▶ [EXERCISE]:
Please restate the data word for word, leaving out no line.

--------------------------------

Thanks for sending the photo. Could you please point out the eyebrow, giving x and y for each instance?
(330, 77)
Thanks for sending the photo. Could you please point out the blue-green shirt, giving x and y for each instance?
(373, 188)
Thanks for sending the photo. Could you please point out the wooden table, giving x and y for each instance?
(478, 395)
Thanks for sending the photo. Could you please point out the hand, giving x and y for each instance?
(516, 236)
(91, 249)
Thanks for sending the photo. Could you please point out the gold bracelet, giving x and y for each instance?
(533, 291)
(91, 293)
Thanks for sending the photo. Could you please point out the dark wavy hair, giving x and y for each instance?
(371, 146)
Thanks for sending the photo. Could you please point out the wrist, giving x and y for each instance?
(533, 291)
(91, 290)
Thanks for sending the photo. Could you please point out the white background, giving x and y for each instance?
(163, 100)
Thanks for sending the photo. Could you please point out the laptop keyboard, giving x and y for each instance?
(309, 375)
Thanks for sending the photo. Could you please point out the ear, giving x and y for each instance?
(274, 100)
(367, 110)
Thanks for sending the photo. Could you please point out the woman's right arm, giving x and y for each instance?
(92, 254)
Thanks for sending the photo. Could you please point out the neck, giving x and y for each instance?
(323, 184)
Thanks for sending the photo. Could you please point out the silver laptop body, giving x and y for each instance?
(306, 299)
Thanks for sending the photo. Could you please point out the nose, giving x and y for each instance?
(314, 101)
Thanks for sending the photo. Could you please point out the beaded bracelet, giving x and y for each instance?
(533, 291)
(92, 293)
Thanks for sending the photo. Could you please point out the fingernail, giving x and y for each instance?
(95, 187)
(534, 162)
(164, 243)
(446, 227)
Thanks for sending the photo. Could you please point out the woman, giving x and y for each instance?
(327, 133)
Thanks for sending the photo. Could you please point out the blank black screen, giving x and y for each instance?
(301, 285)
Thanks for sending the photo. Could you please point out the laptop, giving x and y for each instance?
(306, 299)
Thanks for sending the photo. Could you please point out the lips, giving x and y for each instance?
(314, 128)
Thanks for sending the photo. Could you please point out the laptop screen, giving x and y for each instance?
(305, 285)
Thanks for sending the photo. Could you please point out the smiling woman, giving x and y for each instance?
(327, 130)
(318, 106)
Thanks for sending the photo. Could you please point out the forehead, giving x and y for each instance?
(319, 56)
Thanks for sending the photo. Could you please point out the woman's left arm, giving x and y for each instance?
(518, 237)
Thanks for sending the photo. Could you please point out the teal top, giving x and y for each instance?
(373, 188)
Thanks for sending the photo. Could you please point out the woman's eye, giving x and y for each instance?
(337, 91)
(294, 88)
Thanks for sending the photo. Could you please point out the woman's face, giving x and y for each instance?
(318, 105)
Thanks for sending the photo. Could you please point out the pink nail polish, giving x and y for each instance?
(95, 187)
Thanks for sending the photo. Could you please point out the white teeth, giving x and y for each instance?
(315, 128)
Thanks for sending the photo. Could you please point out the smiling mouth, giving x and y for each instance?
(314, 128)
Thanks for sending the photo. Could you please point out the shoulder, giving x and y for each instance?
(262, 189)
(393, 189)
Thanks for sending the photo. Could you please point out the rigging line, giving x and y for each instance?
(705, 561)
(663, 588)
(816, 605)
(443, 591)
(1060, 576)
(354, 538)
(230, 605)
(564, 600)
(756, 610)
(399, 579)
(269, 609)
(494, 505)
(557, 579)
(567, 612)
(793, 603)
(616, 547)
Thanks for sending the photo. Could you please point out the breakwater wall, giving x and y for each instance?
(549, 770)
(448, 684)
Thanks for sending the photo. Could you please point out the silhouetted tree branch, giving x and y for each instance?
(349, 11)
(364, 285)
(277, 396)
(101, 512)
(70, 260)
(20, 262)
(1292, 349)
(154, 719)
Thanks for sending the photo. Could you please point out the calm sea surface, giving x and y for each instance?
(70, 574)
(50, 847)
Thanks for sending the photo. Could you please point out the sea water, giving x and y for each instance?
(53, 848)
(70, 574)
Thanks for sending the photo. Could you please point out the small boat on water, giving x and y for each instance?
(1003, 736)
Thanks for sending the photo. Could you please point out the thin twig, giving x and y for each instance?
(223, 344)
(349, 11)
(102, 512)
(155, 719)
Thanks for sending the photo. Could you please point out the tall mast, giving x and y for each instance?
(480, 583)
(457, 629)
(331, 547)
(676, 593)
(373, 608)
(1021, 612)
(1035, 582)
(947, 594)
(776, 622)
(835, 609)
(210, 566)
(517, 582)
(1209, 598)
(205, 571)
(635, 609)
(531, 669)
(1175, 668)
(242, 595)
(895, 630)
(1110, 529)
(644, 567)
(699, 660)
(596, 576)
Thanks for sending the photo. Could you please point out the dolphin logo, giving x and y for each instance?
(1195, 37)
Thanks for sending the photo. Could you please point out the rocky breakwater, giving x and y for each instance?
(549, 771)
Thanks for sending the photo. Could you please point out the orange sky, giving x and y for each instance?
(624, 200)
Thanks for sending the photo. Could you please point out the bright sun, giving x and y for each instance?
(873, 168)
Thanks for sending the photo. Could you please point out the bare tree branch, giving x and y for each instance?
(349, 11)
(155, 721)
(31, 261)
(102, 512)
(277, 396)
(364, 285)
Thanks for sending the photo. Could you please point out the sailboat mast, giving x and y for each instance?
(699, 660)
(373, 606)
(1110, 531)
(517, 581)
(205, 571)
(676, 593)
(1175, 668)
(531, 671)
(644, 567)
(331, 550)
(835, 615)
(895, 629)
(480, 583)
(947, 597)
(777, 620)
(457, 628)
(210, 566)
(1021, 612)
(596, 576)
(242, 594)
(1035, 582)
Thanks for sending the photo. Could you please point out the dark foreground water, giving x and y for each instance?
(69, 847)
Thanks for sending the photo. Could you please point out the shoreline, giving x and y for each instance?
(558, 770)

--------------------------------

▶ [WRITTEN RESPONSE]:
Thanks for sending the photo. Could you please point out the eyebrow, giving x and y for each instance?
(330, 77)
Thanks for sending the photo. Could you please point out the blue-green shirt, giving x and y for each instance?
(373, 188)
Thanks for sending the photo. Could you please point out the wooden table, giving x and y for each instance?
(478, 395)
Thanks for sending the photo. Could you please point out the hand, giving x and y for each instance?
(516, 236)
(91, 249)
Thanks for sending the photo. Could you please point out the gold bracelet, giving x and y for each instance?
(533, 291)
(91, 293)
Thanks for sending the photo. Could you please point out the dark wavy hair, giving x and y for each instance?
(371, 146)
Thanks for sending the photo. Could you please point out the wrist, giving x and y for each instance?
(533, 291)
(91, 290)
Thanks for sending the photo. Could you please point out the white background, giving x and y for each instance?
(163, 100)
Thanks for sending the photo. Could you please point out the laptop keyboard, giving x and y for each instance?
(309, 375)
Thanks for sending the photo. Could you please point out the ear, giving x and y for each instance?
(274, 100)
(367, 110)
Thanks for sending the photo. Could you please point out the woman's right arm, giving x and y for each instance?
(92, 254)
Thanks for sending the photo. Could you please point out the neck, giving x and y for each instance?
(323, 184)
Thanks for sending the photo. Could you please point out the silver laptop body, giving x and y for each instance?
(306, 299)
Thanks for sending the photo. Could you please point out the nose, giving x and y for each instance?
(314, 101)
Thanks for sending the photo. Could you please point out the beaded bracelet, giving x and y for each instance?
(533, 291)
(92, 293)
Thanks for sending the photo. Could you please point out the fingernail, giving x and y for each instance?
(95, 187)
(534, 162)
(164, 243)
(446, 227)
Thanks for sending the photo. Could you please point out the woman, giving x and y for each instance?
(327, 133)
Thanks for sending the photo. Could you please point out the blank black screen, giving x and y for each instance?
(301, 285)
Thanks for sending the photo. Could you please point out the laptop, giving x and y for each instance?
(306, 299)
Thanks for sending the photo. Could you please point out the lips, giving x and y for each instance?
(314, 128)
Thanks for sending the photo. Could you please point out the laptop screen, giving x and y for each instance?
(305, 285)
Thanks for sending the photo. Could you please point out the smiling woman, giving x and y for each instance?
(327, 130)
(318, 106)
Thanks for sending the photo. Could you please point out the forehead, giving x and y for each instance?
(319, 56)
Thanks for sending the photo. Could you please point out the woman's left arm, giving x and y for each instance?
(518, 237)
Thanks for sending the photo. Could you please point out the teal top, giving x and y for each instance?
(373, 188)
Thanks for sending the photo. Could you please point out the woman's eye, giving x and y for each instance?
(337, 91)
(294, 88)
Thanks for sending the photo. Could you please point out the woman's face, giving x and y for each instance?
(318, 105)
Thanks for sending the photo. Could you please point out the pink nail polish, giving x and y for each instance?
(95, 187)
Thanks for sending the photo. Could you please point out the white teeth, giving x and y for each instance?
(315, 128)
Thanks for sending the photo. Could you please point out the smiling mouth, giving x and y for each instance?
(314, 128)
Thanks for sending the photo. Could you please point out the shoulder, giving x and y for each instance?
(262, 189)
(393, 189)
Thanks for sending the photo. Could you please point out the rigging line, giving x and y for each instance?
(705, 561)
(663, 588)
(816, 605)
(443, 591)
(1060, 576)
(354, 538)
(230, 605)
(564, 600)
(756, 610)
(399, 579)
(269, 609)
(494, 505)
(557, 579)
(567, 612)
(793, 603)
(616, 547)
Thanks for sending the photo. Could you please point out the breakwater wall, giving x and y for each instance?
(549, 770)
(448, 684)
Thanks for sending the photo. Could you please point out the silhouetted tree branch, giving x and y for each instance?
(349, 11)
(364, 285)
(277, 396)
(101, 512)
(70, 260)
(20, 262)
(1292, 349)
(154, 719)
Thanks for sending the photo. Could you please point out the calm sea surface, giving x and y for each instance?
(70, 574)
(50, 847)
Thanks for sending the photo. Could you please point out the sea water, giving x and y for each instance?
(53, 848)
(70, 574)
Thanks for sending the photo. Could you please point out the small boat on water, giving x and y for each instance?
(1003, 736)
Thanks for sending the photo. Could you please point out the thin twig, giving x and y for each instance?
(223, 344)
(349, 11)
(102, 512)
(155, 719)
Thanks for sending the photo. Could you please point out the tall mast, giving x and y for each instance?
(480, 583)
(457, 629)
(331, 547)
(676, 593)
(373, 608)
(1021, 612)
(1035, 582)
(947, 594)
(776, 622)
(835, 609)
(210, 566)
(517, 582)
(1209, 598)
(205, 571)
(635, 609)
(531, 669)
(1175, 668)
(242, 595)
(895, 630)
(1110, 529)
(644, 567)
(699, 660)
(596, 576)
Thanks for sending the photo. Could you please point out the dolphin logo, giving x and y for each instance?
(1195, 37)
Thanks for sending the photo. Could you please point out the rocky breakwater, giving x and y for each instance?
(549, 771)
Thanks for sending the photo. Could you please point out the orange sky, giving x and y for each instance?
(624, 200)
Thanks for sending the photo. Could you please point out the bright sun, giving x and y for each instance?
(873, 168)
Thanks for sending the photo. Could you please point out the bare tree branch, giving x and y for each instance?
(349, 11)
(155, 721)
(31, 261)
(102, 512)
(277, 396)
(364, 285)
Thanks for sending the photo. Could you please point out the sailboat mast, giving x and y for each instance?
(699, 660)
(373, 606)
(1110, 531)
(517, 581)
(205, 571)
(676, 593)
(1175, 668)
(531, 671)
(644, 567)
(331, 550)
(835, 615)
(895, 629)
(480, 583)
(947, 597)
(777, 620)
(457, 628)
(210, 566)
(1021, 612)
(596, 576)
(242, 594)
(1035, 582)
Thanks for sending the photo. Could you please point out the dark foreground water, giving x and y for each instance?
(69, 847)
Thanks for sending the photo. Could you please point out the shoreline, giving x and y for each instance?
(558, 770)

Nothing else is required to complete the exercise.